#### Data lines:
┌────────
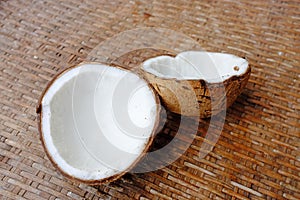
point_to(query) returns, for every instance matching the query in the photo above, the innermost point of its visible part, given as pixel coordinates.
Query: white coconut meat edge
(85, 136)
(195, 65)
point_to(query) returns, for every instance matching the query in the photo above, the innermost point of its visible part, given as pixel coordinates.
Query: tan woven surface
(257, 155)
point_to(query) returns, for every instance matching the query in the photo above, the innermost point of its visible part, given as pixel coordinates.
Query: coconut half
(196, 83)
(97, 121)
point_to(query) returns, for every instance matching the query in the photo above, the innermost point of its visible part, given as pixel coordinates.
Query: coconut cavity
(195, 65)
(97, 120)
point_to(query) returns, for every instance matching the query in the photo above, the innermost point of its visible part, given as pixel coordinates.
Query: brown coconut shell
(197, 97)
(39, 111)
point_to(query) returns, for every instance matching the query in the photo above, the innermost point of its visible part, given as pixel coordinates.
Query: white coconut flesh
(97, 120)
(194, 65)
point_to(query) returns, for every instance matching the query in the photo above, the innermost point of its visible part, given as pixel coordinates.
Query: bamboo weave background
(257, 155)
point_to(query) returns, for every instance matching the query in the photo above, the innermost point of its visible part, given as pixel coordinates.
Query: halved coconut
(97, 121)
(196, 83)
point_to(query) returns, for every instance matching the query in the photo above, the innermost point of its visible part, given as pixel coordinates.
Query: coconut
(196, 83)
(97, 121)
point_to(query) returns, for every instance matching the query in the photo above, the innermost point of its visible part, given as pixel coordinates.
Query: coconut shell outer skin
(39, 112)
(198, 97)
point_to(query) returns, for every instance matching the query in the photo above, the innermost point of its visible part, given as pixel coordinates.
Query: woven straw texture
(257, 155)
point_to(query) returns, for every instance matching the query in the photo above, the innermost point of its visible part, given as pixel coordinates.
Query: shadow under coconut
(174, 136)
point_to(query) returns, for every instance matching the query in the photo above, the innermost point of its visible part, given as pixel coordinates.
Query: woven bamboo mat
(258, 153)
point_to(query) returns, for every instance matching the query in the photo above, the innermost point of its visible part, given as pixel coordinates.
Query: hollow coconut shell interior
(196, 83)
(97, 121)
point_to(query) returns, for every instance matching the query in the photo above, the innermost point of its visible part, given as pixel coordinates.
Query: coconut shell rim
(39, 112)
(248, 70)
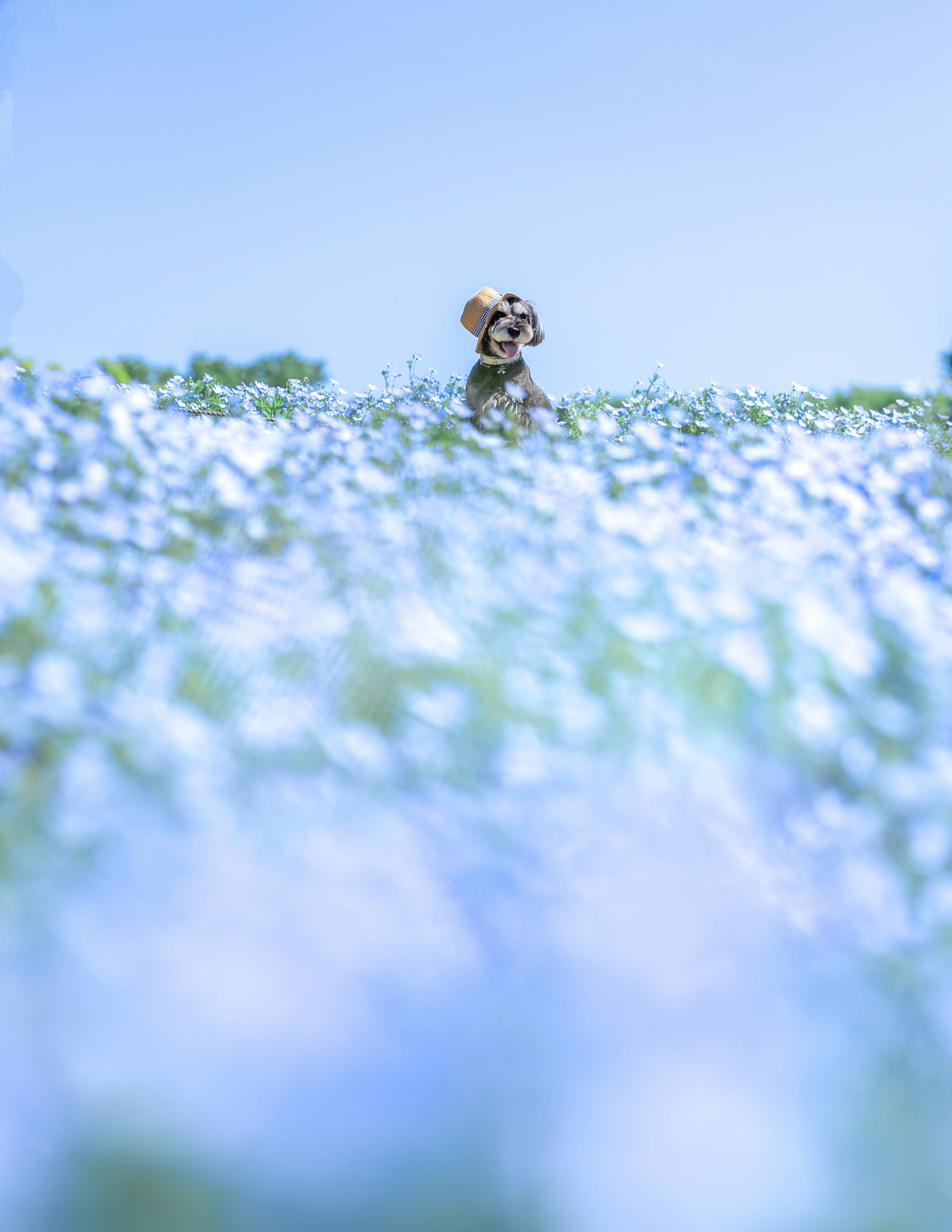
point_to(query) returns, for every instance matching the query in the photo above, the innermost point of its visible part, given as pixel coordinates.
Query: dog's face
(513, 326)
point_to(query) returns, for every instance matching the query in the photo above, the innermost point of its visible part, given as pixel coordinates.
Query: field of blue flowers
(408, 828)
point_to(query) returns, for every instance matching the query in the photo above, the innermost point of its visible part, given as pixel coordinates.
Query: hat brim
(488, 315)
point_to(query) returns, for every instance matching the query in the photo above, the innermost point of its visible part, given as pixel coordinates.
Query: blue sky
(747, 191)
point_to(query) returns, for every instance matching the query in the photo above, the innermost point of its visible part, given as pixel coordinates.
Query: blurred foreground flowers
(412, 830)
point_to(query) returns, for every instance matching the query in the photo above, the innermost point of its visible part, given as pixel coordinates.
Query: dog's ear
(539, 333)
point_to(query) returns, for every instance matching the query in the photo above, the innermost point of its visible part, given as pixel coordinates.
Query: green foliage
(870, 397)
(131, 369)
(270, 370)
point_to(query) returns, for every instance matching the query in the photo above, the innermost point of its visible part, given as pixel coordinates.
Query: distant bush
(132, 370)
(270, 370)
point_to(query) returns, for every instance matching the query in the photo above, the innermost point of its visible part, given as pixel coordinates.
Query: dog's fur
(501, 379)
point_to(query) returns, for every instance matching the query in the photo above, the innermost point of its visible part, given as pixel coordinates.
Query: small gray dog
(502, 380)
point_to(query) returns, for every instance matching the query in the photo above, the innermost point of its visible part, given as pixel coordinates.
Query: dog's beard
(508, 348)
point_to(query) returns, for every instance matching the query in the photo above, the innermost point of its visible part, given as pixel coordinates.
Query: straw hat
(478, 307)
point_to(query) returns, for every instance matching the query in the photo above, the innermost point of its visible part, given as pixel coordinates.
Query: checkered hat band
(482, 321)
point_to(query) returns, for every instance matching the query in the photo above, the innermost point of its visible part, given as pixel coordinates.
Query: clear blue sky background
(748, 191)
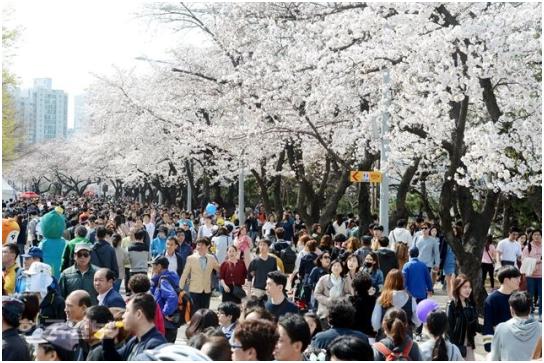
└────────
#### Task prompt:
List every line in the listing above that contains the word "woven", matching case exactly.

#### Final result:
Query: tan woven surface
Query: woven straw texture
Query: woven bamboo mat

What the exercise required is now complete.